▶ [THE EXERCISE]: Write out the data below in full. Keep it exact.

▶ [EXERCISE MATERIALS]:
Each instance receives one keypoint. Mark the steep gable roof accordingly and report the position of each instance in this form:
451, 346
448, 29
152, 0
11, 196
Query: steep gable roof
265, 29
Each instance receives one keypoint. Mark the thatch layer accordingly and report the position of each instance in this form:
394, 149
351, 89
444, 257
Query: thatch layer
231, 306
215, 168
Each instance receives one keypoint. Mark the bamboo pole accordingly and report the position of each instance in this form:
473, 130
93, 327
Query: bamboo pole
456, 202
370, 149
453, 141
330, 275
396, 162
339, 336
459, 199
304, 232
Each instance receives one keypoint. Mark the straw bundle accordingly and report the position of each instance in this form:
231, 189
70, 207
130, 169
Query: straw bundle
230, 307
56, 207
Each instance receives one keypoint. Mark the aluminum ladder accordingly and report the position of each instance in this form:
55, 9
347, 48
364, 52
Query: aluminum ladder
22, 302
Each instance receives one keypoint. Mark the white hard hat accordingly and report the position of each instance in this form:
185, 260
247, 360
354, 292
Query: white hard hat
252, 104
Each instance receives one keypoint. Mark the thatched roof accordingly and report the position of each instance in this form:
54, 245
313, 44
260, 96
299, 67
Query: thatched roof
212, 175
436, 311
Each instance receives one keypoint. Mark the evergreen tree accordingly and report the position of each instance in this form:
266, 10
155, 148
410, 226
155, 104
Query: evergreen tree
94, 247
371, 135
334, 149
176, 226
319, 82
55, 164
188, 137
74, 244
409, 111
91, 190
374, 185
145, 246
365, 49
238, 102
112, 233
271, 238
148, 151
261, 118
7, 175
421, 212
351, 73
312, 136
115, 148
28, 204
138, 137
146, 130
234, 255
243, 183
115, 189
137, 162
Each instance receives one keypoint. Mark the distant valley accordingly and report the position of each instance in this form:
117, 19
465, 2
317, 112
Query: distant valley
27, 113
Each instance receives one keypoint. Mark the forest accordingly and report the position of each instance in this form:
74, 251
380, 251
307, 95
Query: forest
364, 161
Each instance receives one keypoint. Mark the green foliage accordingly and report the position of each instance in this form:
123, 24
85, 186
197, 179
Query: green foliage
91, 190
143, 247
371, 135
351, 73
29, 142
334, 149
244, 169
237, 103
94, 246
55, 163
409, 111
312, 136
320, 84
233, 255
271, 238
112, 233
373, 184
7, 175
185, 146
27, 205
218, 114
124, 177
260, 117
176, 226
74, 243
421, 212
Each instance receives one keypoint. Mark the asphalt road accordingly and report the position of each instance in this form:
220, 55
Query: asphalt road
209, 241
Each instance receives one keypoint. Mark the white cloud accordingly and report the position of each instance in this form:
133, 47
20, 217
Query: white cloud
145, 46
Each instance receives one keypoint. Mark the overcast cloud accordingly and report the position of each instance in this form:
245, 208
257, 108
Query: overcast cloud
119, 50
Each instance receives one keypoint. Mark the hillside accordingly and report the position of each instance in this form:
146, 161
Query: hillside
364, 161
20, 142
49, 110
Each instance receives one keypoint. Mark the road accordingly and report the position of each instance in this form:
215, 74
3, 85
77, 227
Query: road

▶ [RESULT]:
Each instance receives one keypoint. Mark the steep gable roof accordingly and report the position of each instance in this form:
451, 346
448, 29
152, 0
11, 196
Query: steep gable roof
265, 29
Each instance receives one keypoint. Mark the thatch layer accordingly and report the position of each instance in this form:
394, 149
351, 89
444, 257
Query: thatch layer
231, 306
215, 168
Each instance receives one keypoint. Mark the bamboo pole accordingly and report the position of each instance in this form:
473, 130
93, 327
Query: bamboo pole
456, 202
370, 149
453, 141
330, 275
396, 162
339, 336
459, 199
304, 232
Each instance receives one keypoint. Mark the straw bundle accordingly and report the position of each instance in this form:
231, 189
70, 207
130, 169
Query: straw bundle
230, 307
56, 207
Each instance receives one keypoint. Mark the aluminum ladder accordingly and report the position of each instance in this form:
55, 9
347, 48
364, 52
Query: aluminum ladder
22, 302
Each instance receives one keypoint. Mark the white hard hat accordingly and report the position of each instance in this form:
185, 260
247, 360
354, 292
Query: white hard hat
252, 104
Each instance receives one keypoint. Mark the thatched roof accordingly and report the position of each instance in this form:
54, 245
313, 44
260, 96
299, 67
Query: thatched roof
212, 175
436, 311
Each instance receives one keypoint. Mark the evergreen tree accordingly and report the position of each instance in this form:
266, 10
155, 148
410, 226
155, 104
Query: evergreen tree
94, 247
371, 135
334, 149
176, 226
319, 82
55, 164
188, 137
74, 244
409, 111
91, 190
374, 185
145, 246
365, 49
238, 102
112, 233
271, 238
148, 151
261, 118
7, 175
421, 212
351, 73
312, 136
115, 148
28, 204
138, 137
146, 130
234, 255
243, 183
115, 189
137, 162
Each instance receives one keypoint. Mark the distant valley accordingly and report the position of each instance in this form:
117, 19
465, 2
317, 112
Query: distant valley
27, 113
Each instance receives one keypoint. Mark the forest accordingly and report the position of each instance in this form:
74, 251
380, 251
307, 95
Query: forest
364, 161
Each instance receives one keypoint. Mark the green foliage accordingly and report the position of each instance in this form:
123, 24
85, 186
197, 179
Query: green foliage
91, 190
143, 247
371, 135
351, 73
29, 142
334, 149
244, 169
237, 103
94, 246
55, 163
409, 111
312, 136
320, 84
233, 255
271, 238
112, 233
373, 184
7, 175
185, 146
27, 205
218, 114
124, 177
260, 117
176, 226
74, 243
421, 212
Each instance receives one keypoint. Mark the asphalt road accordingly and report the position of each instance in this form:
220, 55
Query: asphalt road
209, 241
Each instance receives one keypoint. Mark the white cloud accordingly and report the position of each instance in this form:
133, 47
20, 217
Query: white cloud
145, 46
Each instance receives one keypoint. Mark the overcast cloud accordingly and report the position of each instance in this form:
245, 208
257, 108
Query: overcast cloud
119, 50
Each instance receives one keypoint. Mark the hillside accordingly and report the position of each instance in this form:
146, 161
Query: hillside
364, 161
20, 142
49, 110
Each instance receives one keypoint. Mark the road accordingly and report the position of each instance in this form:
215, 74
3, 85
77, 227
Query: road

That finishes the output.